* [Page text]:
Hard Lesson to Learn

First off, I’m very new to bonsai. (Ignore the post count, it means nothing.) I’ve been studying bonsai for just under a year and although I’m very exuberant in my interest in the art form, I am still a neophyte. This was made very evident when I attended a workshop with Sandro Segneri on Monday, 5/17/2010. I showed up with two junipers that I had purchased at a local nursery. He looked at them and chose one and said we’d work on that one. I could tell by the look on his face that was wasn’t impressed with either of them. Then I looked at what the other people had brought with them, and I felt my heart sink. I had hamburger and they had fillet mignon. But, it’s what I had to work with, so what could I do? First, he had me cut down the nursery pot to the soil line, then work around the trunk to discover the nebari. Well, there wasn’t much there. Another disappointment. Next, he had me use a brush and sandpaper to remove the old bark until it was down to a soft, cinnamon color. I had never done this to a trunk before. Next, we removed some of the lower branches and made jins and carved shari below them. I had never carved shari before. Next, I wired the secondary and tertiary branches, clockwise or counter-clockwise based on the direction they were to be adjusted. I didn’t know there was a way to wire based on the direction of the movement desired.

* [Set task 1]:
Give these lines of the records as a JSON list of strings, one string per line, leaving out blank lines: begin at the line that contains "Where can the silver" and stop after the last line of the records.
The records are unrelated to the bonsai workshop account above.

* [Input rows]:
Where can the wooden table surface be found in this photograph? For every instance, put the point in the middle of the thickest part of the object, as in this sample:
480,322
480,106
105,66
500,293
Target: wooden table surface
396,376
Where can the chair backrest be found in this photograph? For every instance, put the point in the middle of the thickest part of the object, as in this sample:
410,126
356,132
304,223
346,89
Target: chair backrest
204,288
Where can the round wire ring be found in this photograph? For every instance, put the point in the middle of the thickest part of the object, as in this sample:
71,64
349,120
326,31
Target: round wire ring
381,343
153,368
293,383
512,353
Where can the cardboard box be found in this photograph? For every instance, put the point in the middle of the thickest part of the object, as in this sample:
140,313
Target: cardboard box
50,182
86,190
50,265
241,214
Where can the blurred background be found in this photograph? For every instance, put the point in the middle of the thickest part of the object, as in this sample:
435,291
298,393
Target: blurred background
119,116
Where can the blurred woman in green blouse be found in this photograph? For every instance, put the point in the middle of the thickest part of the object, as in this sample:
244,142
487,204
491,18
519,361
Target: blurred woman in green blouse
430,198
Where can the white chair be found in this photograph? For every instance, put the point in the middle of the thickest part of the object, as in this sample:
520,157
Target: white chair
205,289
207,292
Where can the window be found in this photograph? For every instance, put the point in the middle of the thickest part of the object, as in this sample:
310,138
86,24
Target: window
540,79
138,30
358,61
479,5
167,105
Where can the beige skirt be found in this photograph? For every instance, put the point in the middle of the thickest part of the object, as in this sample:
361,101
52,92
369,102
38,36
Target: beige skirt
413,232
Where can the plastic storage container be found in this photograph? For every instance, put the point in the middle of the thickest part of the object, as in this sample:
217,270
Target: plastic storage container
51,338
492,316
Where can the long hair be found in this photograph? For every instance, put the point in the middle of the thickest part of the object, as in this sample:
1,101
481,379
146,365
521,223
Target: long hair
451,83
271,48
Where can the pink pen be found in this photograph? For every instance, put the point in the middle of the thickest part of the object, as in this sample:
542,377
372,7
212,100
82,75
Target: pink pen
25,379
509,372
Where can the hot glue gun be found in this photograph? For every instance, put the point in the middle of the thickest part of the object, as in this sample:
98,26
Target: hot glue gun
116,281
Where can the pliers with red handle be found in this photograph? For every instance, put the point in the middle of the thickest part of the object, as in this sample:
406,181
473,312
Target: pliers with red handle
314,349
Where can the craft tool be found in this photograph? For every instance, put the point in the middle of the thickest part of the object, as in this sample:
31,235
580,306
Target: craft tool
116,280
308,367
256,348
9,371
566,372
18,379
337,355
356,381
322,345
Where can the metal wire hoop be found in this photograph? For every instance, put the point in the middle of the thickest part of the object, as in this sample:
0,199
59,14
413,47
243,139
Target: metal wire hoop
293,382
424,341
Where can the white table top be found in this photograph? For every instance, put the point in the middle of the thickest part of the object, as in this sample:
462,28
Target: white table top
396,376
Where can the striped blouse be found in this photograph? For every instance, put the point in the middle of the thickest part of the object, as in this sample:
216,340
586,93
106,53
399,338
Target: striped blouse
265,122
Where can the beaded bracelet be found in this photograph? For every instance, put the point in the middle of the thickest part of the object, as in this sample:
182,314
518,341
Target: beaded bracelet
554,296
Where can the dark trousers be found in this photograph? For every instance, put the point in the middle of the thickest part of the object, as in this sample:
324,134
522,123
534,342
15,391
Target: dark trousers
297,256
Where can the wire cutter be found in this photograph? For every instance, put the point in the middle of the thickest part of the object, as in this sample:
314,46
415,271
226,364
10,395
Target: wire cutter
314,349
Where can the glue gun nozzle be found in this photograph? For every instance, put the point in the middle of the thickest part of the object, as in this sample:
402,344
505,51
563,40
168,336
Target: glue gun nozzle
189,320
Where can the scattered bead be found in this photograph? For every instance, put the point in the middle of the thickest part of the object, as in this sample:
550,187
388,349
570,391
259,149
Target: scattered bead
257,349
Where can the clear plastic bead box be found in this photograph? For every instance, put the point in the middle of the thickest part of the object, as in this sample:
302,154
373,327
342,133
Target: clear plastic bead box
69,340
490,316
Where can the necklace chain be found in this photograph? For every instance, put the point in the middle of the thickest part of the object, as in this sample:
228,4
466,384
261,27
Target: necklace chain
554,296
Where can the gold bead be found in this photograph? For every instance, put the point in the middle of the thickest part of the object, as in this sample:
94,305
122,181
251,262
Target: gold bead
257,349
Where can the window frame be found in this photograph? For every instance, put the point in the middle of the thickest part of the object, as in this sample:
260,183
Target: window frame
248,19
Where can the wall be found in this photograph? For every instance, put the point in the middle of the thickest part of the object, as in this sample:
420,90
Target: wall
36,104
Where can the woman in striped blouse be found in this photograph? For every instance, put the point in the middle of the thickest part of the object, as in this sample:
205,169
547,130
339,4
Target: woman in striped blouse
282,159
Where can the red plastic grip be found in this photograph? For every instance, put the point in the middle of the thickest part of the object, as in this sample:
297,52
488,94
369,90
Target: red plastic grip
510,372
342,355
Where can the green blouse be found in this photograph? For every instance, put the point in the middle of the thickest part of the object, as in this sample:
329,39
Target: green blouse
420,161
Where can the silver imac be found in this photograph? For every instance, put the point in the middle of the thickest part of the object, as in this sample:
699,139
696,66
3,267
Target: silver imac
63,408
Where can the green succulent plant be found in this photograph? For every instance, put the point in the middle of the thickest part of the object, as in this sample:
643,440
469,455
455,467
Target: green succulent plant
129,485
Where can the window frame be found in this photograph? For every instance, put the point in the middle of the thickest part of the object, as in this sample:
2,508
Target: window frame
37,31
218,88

* [Set task 2]:
Answer these questions from the bonsai workshop account:
(a) On what date did the writer attend the workshop?
(b) How many junipers did the writer bring?
(c) To what color was the old bark removed?

* [Complete response 1]:
[
  "Where can the silver imac be found in this photograph? For every instance, put the point in the middle of the thickest part of the object, as in this sample:",
  "699,139",
  "696,66",
  "3,267",
  "Target: silver imac",
  "63,408",
  "Where can the green succulent plant be found in this photograph? For every instance, put the point in the middle of the thickest part of the object, as in this sample:",
  "643,440",
  "469,455",
  "455,467",
  "Target: green succulent plant",
  "129,485",
  "Where can the window frame be found in this photograph? For every instance, put the point in the middle of the thickest part of the object, as in this sample:",
  "2,508",
  "Target: window frame",
  "37,31",
  "218,88"
]

* [Complete response 2]:
(a) Monday, 5/17/2010
(b) Two
(c) A soft, cinnamon color